Activities:
A) Answer these from the prion research report:
(i) In which journal and issue did the NIAID researchers report their findings?
(ii) In which animals does chronic wasting disease occur?
(iii) Which two non-prion diseases involving protein aggregation does the report name?
B) Retype everything in the prion research report from "Prions are special" down to "CJD in humans.".
C) Write the next part of the prion research report, starting after its last sentence.

Source passage:
════

Feb. 25, 2000 Researchers from the National Institute of Allergy and Infectious Diseases (NIAID) have identified a new class of compounds that slows the development of a "mad cow"-like prion disease in mice, they report in the February 25 issue of Science. Prion diseases involve aggregation of toxic proteins in the brain, a process blocked by these compounds. If future studies extend these findings to humans, this research may one day benefit not only patients with Creutzfeldt-Jakob disease (CJD), but also patients with non-prion diseases involving protein aggregation such as Alzheimer's disease and type 2 diabetes.
Prions are special proteins believed to be the infectious agents responsible for transmissible spongiform encephalopathies (TSEs), a group of rare, fatal disorders that slowly destroy the brain and nervous system. These diseases include bovine spongiform encephalopathy (BSE, "mad cow disease") in cattle, scrapie in sheep, chronic wasting disease (CWD) in deer and elk, and CJD in humans.

════

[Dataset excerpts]
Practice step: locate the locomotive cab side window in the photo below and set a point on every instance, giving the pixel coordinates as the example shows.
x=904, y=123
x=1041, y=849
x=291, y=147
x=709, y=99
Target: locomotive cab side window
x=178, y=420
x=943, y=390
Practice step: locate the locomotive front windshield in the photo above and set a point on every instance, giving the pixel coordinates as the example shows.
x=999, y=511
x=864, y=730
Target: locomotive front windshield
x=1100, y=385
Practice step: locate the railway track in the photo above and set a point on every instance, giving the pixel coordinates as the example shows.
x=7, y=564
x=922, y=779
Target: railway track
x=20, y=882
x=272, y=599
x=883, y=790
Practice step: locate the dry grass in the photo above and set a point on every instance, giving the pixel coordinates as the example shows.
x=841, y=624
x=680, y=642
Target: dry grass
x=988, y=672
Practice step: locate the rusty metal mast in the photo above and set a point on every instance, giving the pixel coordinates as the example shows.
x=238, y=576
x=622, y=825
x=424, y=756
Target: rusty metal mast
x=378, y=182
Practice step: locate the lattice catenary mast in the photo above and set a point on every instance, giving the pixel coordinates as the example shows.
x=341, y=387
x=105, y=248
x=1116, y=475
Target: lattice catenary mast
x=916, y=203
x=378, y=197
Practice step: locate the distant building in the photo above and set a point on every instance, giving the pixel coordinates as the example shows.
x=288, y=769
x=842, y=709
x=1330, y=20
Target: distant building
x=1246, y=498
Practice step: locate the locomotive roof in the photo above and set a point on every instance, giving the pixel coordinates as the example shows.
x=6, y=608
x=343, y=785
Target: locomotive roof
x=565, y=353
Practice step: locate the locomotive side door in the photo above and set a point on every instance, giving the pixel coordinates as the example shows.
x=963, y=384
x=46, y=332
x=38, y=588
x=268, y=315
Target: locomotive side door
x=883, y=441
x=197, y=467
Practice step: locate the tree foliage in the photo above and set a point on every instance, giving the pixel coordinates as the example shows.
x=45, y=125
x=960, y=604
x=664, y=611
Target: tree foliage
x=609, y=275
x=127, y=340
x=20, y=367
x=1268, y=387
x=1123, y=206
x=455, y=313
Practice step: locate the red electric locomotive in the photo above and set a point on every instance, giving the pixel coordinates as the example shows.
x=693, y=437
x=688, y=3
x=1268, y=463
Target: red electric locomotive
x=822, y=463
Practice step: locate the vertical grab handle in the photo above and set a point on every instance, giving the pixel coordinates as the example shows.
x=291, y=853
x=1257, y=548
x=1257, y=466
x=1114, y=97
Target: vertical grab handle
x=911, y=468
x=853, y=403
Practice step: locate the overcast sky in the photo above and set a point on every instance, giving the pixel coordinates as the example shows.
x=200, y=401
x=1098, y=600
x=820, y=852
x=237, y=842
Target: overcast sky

════

Answers to each task:
A)
(i) The February 25 issue of Science
(ii) Deer and elk
(iii) Alzheimer's disease and type 2 diabetes

B)
Prions are special proteins believed to be the infectious agents responsible for transmissible spongiform encephalopathies (TSEs), a group of rare, fatal disorders that slowly destroy the brain and nervous system. These diseases include bovine spongiform encephalopathy (BSE, "mad cow disease") in cattle, scrapie in sheep, chronic wasting disease (CWD) in deer and elk, and CJD in humans.

C)
In each case, the brain accumulates abnormal forms of prion protein. Every protein in the body must be folded into a specific three-dimensional shape to be functional. When proteins fold incorrectly, as in prion diseases, they tend to aggregate and cause disease.
Suzette Priola, Ph.D., and colleagues from NIAID's Rocky Mountain Laboratories (RML) in Hamilton, MT, studied the effect of cyclic tetrapyrroles, compounds that include drugs used in cancer therapy, on a TSE disease in mice. A critical step in the development of TSE diseases occurs when normal prion protein converts to an altered, disease-causing form. Previously, a team from RML had reported that cyclic tetrapyrroles block this conversion in the test tube; now Dr. Priola's team has shown that these same agents significantly slow TSE disease progression in mice.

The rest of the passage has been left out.